■ What you need to do:
Please rewrite the data below, switching every "Example invocation" to "Sample call" and leaving everything else as it is.

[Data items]
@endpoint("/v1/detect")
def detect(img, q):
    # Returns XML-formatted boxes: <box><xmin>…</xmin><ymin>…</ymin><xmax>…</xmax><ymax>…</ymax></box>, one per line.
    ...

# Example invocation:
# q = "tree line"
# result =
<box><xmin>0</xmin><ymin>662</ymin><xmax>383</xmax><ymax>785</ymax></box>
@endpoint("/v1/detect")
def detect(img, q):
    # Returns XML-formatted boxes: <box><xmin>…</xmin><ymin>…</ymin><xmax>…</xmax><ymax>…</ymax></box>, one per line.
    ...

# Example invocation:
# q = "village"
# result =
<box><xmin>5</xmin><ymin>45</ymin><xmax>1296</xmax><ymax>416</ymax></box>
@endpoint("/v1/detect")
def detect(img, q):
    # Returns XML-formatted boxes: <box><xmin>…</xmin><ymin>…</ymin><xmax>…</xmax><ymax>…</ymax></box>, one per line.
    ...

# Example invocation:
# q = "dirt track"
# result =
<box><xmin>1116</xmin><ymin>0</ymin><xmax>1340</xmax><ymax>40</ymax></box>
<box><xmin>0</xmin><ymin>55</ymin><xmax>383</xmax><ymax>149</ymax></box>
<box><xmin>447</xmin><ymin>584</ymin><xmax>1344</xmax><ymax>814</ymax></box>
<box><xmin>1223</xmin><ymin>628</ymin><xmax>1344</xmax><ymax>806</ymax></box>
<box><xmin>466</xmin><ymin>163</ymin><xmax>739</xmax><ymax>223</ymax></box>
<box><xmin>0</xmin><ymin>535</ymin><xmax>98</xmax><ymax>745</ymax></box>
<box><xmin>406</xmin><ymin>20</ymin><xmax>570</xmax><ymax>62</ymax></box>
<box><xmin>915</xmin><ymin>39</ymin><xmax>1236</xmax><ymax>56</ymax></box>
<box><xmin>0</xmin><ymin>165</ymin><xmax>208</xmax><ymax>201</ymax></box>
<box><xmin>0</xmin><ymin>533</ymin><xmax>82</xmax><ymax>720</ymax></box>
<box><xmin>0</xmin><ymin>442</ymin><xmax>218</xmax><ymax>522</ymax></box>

■ Reply:
@endpoint("/v1/detect")
def detect(img, q):
    # Returns XML-formatted boxes: <box><xmin>…</xmin><ymin>…</ymin><xmax>…</xmax><ymax>…</ymax></box>, one per line.
    ...

# Sample call:
# q = "tree line"
# result =
<box><xmin>0</xmin><ymin>662</ymin><xmax>383</xmax><ymax>785</ymax></box>
@endpoint("/v1/detect")
def detect(img, q):
    # Returns XML-formatted boxes: <box><xmin>…</xmin><ymin>…</ymin><xmax>…</xmax><ymax>…</ymax></box>, one per line.
    ...

# Sample call:
# q = "village"
# result =
<box><xmin>5</xmin><ymin>45</ymin><xmax>1296</xmax><ymax>416</ymax></box>
@endpoint("/v1/detect")
def detect(img, q):
    # Returns XML-formatted boxes: <box><xmin>…</xmin><ymin>…</ymin><xmax>…</xmax><ymax>…</ymax></box>, one per line.
    ...

# Sample call:
# q = "dirt track"
# result =
<box><xmin>1116</xmin><ymin>0</ymin><xmax>1340</xmax><ymax>40</ymax></box>
<box><xmin>0</xmin><ymin>55</ymin><xmax>383</xmax><ymax>149</ymax></box>
<box><xmin>447</xmin><ymin>584</ymin><xmax>1344</xmax><ymax>814</ymax></box>
<box><xmin>1223</xmin><ymin>628</ymin><xmax>1344</xmax><ymax>806</ymax></box>
<box><xmin>466</xmin><ymin>163</ymin><xmax>739</xmax><ymax>223</ymax></box>
<box><xmin>0</xmin><ymin>535</ymin><xmax>98</xmax><ymax>745</ymax></box>
<box><xmin>406</xmin><ymin>20</ymin><xmax>570</xmax><ymax>62</ymax></box>
<box><xmin>915</xmin><ymin>39</ymin><xmax>1236</xmax><ymax>56</ymax></box>
<box><xmin>0</xmin><ymin>165</ymin><xmax>208</xmax><ymax>201</ymax></box>
<box><xmin>0</xmin><ymin>533</ymin><xmax>82</xmax><ymax>720</ymax></box>
<box><xmin>0</xmin><ymin>442</ymin><xmax>218</xmax><ymax>522</ymax></box>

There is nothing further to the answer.